> [TO DO]: Within the records below, filter for lines carrying the word "Target" and copy them.
--- EXERCISE INPUT ---
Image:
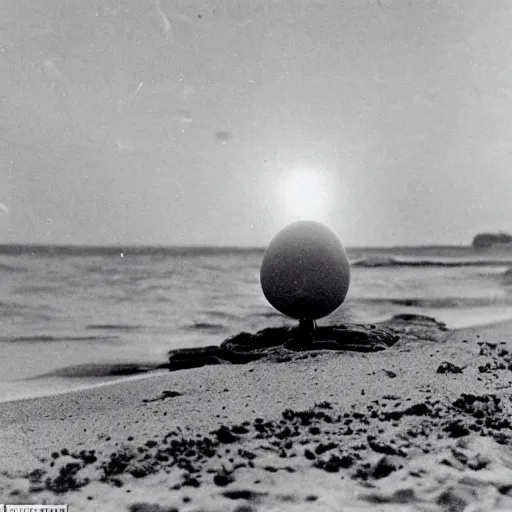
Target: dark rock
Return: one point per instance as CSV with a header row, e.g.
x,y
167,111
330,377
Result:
x,y
447,367
243,494
384,467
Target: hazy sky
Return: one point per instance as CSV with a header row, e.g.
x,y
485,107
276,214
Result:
x,y
166,122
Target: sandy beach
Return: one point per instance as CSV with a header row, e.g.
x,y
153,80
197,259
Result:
x,y
423,425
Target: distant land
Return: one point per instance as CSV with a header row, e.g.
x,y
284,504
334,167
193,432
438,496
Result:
---
> [RESULT]:
Target: dark rock
Target: hazy sky
Target: sandy beach
Target: distant land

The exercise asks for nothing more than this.